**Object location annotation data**
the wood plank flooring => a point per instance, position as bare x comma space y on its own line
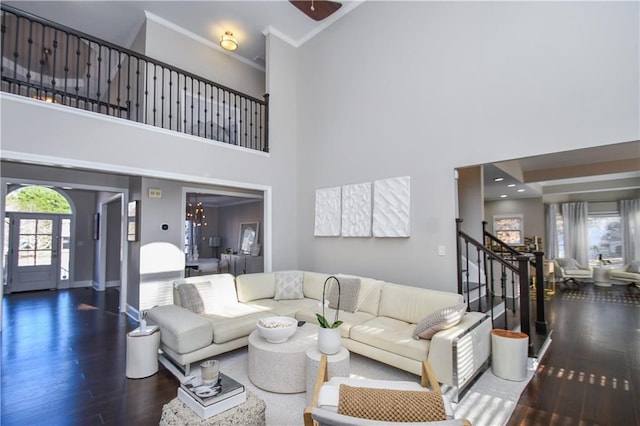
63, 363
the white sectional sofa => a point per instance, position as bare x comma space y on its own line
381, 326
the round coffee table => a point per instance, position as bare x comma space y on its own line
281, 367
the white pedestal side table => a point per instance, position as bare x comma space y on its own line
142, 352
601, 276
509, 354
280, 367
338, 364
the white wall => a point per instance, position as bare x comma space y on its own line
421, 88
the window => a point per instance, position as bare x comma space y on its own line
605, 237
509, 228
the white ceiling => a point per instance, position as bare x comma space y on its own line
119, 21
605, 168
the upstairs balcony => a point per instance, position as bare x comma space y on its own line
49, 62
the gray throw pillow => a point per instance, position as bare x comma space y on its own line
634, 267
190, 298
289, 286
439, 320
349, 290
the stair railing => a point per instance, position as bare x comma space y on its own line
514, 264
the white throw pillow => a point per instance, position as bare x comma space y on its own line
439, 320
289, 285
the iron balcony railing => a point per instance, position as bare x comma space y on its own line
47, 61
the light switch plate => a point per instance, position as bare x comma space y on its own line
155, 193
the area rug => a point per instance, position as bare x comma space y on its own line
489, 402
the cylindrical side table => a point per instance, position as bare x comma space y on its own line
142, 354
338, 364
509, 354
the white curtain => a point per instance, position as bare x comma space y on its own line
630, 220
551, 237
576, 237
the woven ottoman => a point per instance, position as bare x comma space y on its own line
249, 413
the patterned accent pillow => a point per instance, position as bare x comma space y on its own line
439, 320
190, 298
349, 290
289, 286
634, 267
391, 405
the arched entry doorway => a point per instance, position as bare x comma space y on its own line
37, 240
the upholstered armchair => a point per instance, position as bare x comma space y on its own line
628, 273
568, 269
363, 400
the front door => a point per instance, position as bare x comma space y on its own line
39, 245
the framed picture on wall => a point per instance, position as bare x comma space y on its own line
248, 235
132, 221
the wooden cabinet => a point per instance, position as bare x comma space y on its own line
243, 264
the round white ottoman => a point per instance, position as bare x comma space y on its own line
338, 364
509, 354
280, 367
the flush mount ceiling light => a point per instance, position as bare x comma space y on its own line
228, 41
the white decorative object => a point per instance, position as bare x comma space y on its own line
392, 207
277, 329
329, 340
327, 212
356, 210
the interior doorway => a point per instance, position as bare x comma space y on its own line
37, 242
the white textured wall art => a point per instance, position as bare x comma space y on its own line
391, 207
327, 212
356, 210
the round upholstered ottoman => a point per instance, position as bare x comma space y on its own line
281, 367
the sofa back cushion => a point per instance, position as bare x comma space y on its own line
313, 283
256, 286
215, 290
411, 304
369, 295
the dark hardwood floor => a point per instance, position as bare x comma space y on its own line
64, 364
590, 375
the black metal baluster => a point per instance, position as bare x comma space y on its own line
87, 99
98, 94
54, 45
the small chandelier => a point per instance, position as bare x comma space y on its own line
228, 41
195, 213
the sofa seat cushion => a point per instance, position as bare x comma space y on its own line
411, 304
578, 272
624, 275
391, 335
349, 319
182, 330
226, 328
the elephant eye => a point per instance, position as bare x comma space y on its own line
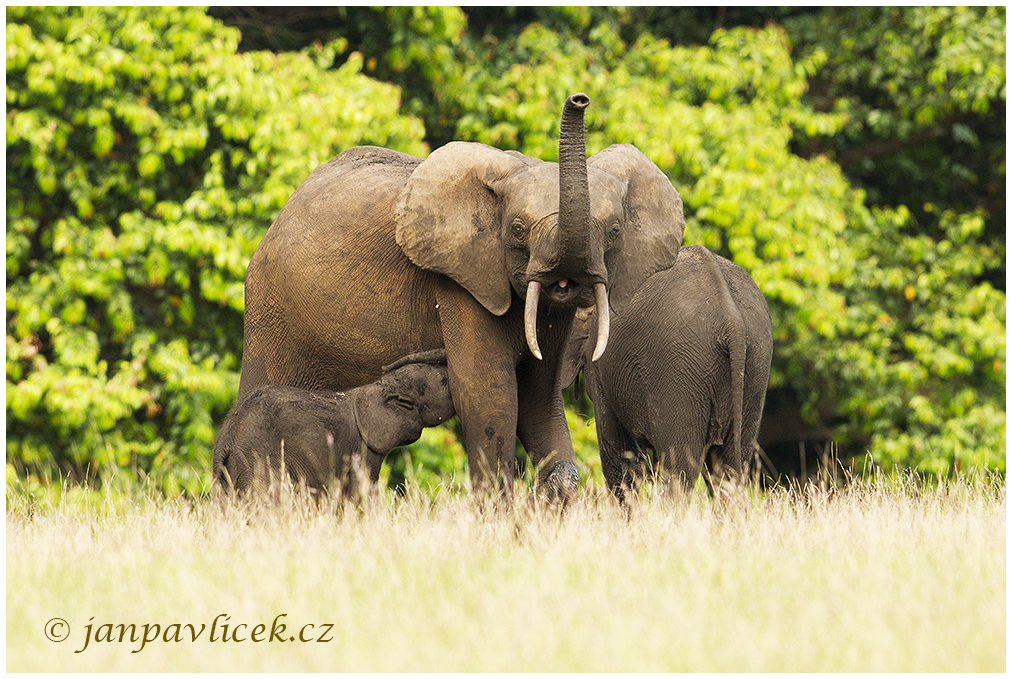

...

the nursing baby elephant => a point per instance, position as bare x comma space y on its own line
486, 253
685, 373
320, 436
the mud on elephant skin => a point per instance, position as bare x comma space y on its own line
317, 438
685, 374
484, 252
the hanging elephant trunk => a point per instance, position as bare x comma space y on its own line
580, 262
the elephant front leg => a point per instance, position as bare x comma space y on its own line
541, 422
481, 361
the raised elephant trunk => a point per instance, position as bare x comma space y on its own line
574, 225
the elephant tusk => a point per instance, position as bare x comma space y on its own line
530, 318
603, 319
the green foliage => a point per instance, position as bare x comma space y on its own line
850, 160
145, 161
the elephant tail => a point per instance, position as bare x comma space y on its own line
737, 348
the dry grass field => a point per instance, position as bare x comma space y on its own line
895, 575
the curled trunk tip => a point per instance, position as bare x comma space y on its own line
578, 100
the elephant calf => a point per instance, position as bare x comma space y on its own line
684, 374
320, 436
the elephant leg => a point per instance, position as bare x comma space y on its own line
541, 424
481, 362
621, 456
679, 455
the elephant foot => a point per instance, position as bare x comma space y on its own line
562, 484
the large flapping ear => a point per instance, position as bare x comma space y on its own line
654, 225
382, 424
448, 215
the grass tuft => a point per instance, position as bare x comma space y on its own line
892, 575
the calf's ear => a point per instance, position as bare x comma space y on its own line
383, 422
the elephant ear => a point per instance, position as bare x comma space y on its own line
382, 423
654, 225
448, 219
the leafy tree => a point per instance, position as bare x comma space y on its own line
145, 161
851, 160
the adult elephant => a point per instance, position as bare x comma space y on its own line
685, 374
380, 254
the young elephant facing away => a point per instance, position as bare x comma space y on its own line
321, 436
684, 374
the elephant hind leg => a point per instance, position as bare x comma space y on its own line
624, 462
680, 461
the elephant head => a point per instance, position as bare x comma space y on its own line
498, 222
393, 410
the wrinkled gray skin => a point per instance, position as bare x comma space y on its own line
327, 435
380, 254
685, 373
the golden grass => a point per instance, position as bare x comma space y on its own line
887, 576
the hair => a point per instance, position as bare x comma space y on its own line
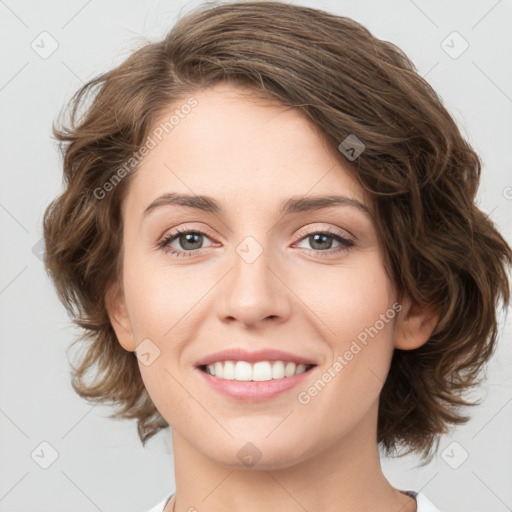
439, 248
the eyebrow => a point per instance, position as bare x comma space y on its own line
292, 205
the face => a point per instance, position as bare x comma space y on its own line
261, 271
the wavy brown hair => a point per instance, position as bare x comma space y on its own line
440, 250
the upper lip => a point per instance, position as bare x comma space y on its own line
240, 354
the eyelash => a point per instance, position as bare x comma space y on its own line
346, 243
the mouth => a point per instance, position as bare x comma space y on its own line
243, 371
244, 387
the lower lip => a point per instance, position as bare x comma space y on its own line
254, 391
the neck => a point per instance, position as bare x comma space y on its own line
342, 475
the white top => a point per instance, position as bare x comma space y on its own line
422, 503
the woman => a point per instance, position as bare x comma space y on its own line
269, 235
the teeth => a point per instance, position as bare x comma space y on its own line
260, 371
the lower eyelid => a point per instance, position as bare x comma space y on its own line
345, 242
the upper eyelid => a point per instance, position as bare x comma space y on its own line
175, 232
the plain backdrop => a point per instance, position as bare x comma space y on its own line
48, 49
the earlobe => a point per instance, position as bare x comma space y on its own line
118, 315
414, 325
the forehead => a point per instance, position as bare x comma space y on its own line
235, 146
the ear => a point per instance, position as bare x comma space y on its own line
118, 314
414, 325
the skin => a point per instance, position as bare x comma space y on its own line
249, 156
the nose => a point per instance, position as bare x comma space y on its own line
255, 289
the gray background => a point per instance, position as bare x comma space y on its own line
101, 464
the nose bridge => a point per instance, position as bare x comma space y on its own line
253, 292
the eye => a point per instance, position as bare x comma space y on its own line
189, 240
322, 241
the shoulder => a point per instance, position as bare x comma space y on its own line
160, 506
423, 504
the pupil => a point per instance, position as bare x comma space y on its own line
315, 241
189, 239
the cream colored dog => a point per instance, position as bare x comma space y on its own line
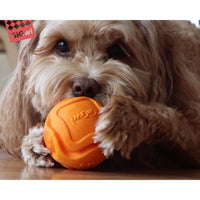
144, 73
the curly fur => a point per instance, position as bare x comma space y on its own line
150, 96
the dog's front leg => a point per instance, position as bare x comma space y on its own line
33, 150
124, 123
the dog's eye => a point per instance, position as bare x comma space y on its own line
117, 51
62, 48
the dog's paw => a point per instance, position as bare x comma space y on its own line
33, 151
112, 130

**WORK TO COMPLETE**
Return every line of the entries above that contains the word "lower".

**OUTPUT**
the lower lip => a point per instance, position as bare x comma space y on its own line
the lower eyelid => a point per instance, position as bare x comma space y on its own line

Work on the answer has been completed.